[Image point grounding data]
☆ ☆ ☆ ☆ ☆

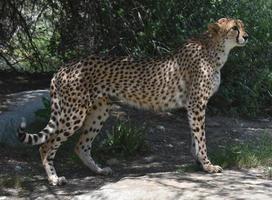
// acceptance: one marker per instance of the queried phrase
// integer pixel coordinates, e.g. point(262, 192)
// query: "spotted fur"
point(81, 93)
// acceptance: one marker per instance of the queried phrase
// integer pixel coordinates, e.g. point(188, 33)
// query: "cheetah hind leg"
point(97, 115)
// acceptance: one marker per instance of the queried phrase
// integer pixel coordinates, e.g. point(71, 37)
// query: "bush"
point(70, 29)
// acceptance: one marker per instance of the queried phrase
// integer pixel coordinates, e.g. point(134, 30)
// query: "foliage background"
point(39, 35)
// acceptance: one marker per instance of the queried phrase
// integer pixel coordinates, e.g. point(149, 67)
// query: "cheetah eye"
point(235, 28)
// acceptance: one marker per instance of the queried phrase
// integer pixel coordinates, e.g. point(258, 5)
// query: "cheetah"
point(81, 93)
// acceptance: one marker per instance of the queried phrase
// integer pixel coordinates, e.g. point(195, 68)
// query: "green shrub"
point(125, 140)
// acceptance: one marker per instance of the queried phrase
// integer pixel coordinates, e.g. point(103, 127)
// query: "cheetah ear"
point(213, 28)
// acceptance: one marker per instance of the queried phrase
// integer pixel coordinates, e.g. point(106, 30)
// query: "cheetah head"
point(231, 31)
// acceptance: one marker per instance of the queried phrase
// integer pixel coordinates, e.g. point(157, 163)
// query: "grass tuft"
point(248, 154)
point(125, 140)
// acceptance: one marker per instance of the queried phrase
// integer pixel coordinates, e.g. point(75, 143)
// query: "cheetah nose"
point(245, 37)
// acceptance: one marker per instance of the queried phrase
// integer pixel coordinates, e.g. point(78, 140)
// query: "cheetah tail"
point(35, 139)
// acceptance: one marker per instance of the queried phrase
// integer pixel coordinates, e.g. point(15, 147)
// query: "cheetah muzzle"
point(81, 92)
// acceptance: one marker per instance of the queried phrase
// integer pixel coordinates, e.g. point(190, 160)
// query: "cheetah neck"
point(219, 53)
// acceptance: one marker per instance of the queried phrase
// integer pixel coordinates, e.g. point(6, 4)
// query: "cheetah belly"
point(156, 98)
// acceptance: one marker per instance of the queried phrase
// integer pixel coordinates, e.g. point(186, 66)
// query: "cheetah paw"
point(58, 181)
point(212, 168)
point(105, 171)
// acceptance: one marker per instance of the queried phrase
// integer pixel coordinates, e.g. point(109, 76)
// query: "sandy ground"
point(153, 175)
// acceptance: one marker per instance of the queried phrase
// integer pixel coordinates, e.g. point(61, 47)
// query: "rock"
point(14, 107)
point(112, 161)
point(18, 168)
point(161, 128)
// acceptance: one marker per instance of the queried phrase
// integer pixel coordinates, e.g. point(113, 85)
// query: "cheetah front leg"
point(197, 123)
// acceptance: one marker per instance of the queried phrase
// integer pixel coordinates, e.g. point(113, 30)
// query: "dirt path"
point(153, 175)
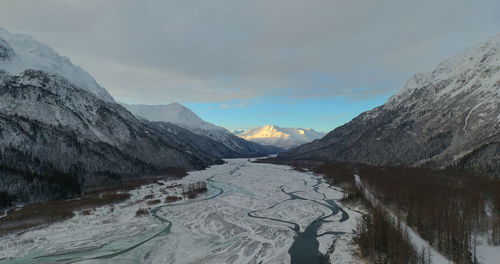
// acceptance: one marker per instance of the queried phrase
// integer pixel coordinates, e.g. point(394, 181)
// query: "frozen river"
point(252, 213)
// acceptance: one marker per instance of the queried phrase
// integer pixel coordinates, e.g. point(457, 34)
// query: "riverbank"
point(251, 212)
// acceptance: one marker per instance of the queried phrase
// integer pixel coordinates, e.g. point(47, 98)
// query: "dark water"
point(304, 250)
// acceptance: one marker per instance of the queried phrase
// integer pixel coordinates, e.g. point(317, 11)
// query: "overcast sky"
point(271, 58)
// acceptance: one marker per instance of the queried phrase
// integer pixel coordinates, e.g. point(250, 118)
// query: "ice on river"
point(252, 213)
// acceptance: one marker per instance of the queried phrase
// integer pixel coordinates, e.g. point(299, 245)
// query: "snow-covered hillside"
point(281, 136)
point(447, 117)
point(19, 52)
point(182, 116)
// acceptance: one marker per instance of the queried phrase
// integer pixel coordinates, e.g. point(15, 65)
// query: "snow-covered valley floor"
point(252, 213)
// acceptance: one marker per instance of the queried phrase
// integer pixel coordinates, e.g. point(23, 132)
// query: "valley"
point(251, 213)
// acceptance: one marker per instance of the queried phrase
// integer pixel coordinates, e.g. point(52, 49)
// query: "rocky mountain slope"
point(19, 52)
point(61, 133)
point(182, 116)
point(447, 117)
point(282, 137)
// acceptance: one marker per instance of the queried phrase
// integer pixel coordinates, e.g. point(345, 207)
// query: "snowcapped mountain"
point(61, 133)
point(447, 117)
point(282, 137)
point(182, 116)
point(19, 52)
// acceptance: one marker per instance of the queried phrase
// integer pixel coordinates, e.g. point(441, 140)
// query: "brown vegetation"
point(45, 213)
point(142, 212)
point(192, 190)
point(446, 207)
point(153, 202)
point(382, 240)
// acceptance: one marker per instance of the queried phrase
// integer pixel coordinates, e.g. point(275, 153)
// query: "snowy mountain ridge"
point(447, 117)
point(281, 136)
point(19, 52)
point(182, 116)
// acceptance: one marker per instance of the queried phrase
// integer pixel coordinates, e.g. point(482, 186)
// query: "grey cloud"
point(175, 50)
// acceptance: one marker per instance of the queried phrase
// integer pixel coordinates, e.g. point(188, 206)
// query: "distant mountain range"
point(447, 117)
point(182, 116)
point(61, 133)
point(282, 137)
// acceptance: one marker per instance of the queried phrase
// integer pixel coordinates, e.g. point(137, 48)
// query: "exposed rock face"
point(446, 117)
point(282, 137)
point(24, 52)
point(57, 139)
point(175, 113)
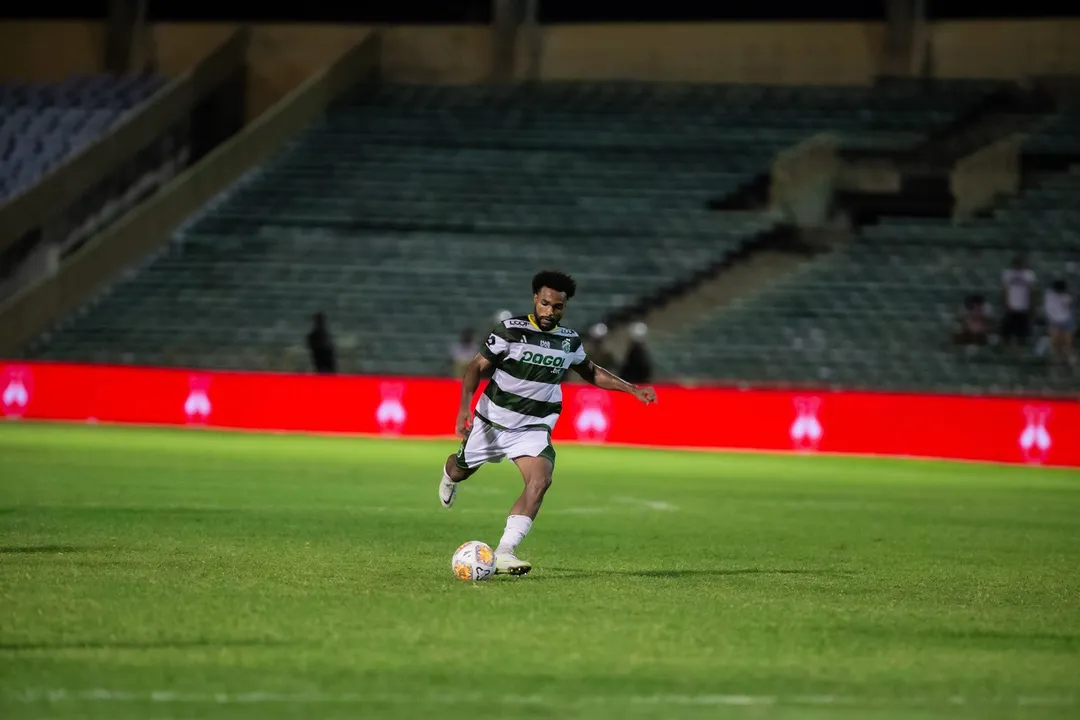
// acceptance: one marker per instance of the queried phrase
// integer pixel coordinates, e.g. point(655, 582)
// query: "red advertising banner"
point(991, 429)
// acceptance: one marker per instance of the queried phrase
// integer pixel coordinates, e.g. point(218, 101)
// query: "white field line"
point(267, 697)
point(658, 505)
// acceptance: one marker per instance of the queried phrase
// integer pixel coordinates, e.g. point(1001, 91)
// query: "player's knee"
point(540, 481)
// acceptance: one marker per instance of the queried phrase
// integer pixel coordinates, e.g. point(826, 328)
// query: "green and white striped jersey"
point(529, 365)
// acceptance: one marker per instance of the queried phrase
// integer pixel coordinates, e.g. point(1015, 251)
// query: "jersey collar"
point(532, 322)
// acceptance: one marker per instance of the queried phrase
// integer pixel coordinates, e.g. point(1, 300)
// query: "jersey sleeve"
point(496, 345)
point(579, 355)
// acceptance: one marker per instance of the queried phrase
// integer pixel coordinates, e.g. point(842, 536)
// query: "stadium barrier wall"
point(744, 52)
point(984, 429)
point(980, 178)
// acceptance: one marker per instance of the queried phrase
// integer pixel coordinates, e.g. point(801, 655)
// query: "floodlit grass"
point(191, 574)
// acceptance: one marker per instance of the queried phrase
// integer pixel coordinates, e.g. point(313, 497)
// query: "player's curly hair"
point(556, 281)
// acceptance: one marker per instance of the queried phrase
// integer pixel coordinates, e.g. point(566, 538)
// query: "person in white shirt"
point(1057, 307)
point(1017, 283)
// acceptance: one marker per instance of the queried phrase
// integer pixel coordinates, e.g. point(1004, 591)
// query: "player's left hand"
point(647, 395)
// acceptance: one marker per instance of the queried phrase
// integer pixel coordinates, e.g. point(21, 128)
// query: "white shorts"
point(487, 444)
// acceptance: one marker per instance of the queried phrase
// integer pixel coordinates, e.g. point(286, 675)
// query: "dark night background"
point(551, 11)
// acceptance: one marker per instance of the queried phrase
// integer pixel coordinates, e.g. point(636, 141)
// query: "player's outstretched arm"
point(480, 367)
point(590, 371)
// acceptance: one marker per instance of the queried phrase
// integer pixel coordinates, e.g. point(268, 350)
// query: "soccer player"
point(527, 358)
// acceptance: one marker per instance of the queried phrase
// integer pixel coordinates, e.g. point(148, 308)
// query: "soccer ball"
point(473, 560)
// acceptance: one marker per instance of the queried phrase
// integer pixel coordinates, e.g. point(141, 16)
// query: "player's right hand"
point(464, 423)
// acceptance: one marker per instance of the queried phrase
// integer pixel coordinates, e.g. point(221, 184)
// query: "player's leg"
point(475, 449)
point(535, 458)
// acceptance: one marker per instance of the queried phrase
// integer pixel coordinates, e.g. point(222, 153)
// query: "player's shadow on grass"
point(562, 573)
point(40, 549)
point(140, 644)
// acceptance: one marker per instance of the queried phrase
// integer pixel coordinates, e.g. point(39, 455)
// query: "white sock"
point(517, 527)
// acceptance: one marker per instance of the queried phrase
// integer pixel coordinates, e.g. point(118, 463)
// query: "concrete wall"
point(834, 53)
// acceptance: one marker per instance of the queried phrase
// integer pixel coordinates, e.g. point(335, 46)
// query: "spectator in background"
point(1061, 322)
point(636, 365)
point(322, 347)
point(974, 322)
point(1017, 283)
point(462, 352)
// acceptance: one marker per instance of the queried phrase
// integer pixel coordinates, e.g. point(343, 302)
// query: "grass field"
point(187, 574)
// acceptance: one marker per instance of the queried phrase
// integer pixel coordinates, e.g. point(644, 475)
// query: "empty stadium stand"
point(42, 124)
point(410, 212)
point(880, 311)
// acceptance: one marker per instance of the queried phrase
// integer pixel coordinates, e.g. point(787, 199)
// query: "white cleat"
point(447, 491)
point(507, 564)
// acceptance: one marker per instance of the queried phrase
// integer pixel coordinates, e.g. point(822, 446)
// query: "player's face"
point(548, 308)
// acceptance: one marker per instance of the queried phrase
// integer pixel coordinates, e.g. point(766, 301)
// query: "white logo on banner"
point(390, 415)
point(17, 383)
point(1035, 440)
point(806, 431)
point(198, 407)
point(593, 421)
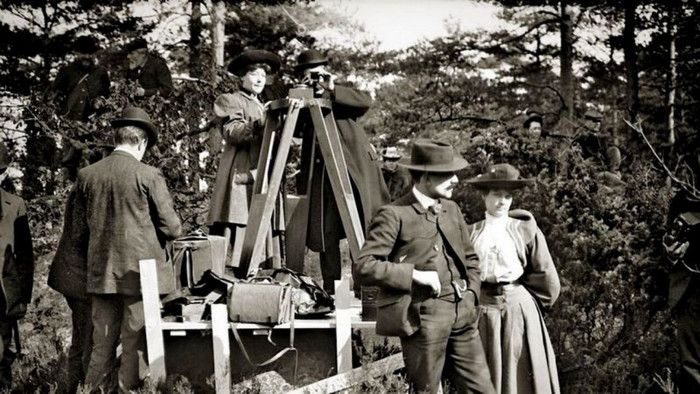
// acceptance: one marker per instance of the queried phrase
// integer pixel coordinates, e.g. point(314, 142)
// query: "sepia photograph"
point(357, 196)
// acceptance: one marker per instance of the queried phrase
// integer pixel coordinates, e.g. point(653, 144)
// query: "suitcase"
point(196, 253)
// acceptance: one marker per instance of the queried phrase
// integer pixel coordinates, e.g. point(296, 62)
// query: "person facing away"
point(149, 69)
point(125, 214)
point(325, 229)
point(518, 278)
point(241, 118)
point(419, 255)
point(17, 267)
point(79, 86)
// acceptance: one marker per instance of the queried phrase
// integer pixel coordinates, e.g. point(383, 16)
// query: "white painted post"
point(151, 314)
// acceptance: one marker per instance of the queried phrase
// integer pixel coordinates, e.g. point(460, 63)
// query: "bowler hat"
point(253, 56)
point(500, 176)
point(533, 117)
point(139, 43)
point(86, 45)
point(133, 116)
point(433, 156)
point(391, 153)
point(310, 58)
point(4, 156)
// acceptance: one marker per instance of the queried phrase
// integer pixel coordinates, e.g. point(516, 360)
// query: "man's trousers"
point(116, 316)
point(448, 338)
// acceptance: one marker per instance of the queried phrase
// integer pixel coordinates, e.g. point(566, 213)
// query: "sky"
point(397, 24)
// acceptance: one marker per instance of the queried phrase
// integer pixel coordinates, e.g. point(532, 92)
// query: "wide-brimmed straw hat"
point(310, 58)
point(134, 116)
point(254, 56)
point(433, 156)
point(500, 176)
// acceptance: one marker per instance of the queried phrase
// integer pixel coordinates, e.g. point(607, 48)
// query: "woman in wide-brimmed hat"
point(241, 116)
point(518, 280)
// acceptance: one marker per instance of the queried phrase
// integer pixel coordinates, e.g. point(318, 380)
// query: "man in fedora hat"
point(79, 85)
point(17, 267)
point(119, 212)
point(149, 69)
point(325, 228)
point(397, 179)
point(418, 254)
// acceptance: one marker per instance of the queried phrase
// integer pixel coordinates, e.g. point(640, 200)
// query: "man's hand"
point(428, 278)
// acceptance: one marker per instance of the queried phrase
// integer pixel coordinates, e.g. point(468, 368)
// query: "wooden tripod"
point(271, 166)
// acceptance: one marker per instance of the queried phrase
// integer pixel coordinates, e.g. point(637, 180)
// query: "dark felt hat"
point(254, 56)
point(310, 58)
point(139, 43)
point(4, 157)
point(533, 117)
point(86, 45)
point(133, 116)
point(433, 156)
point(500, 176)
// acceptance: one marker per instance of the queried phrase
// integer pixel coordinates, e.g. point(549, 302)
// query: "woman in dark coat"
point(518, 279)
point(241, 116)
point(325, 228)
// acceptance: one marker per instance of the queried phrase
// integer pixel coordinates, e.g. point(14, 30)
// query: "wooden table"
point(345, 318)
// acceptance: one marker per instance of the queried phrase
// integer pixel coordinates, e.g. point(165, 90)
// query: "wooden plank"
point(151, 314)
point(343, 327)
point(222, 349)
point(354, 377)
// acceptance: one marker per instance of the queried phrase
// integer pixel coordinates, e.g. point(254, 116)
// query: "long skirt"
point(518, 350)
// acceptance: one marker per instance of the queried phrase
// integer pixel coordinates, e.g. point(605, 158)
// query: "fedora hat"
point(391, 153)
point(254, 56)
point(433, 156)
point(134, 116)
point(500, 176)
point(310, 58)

☆ ☆ ☆ ☆ ☆

Task
Reproduce exactly the section above that begins at the line containing "e.g. point(21, 128)" and ends at the line containing "e.g. point(141, 16)", leaving out all other lines.

Answer to this task
// integer pixel coordinates, e.g. point(21, 128)
// query: "white shorts"
point(487, 444)
// acceptance: one marker per instance of the queried phrase
// integer pixel coordinates, e.g. point(286, 675)
// query: "dark night background"
point(551, 11)
// acceptance: one marker per instance of the queried phrase
// integer pixel coordinates, e.g. point(636, 141)
// query: "player's outstretched arm"
point(480, 367)
point(590, 371)
// acceptance: one marker per instance of the queried phrase
// integer pixel coordinates, e.g. point(268, 350)
// query: "soccer player"
point(527, 358)
// acceptance: one marker per instance of the queried phrase
// integer pixel coordinates, e.g. point(148, 308)
// query: "soccer ball"
point(473, 560)
// acceptance: one marker per instance of the queried phrase
// integer pixel coordinates, e.g. point(141, 16)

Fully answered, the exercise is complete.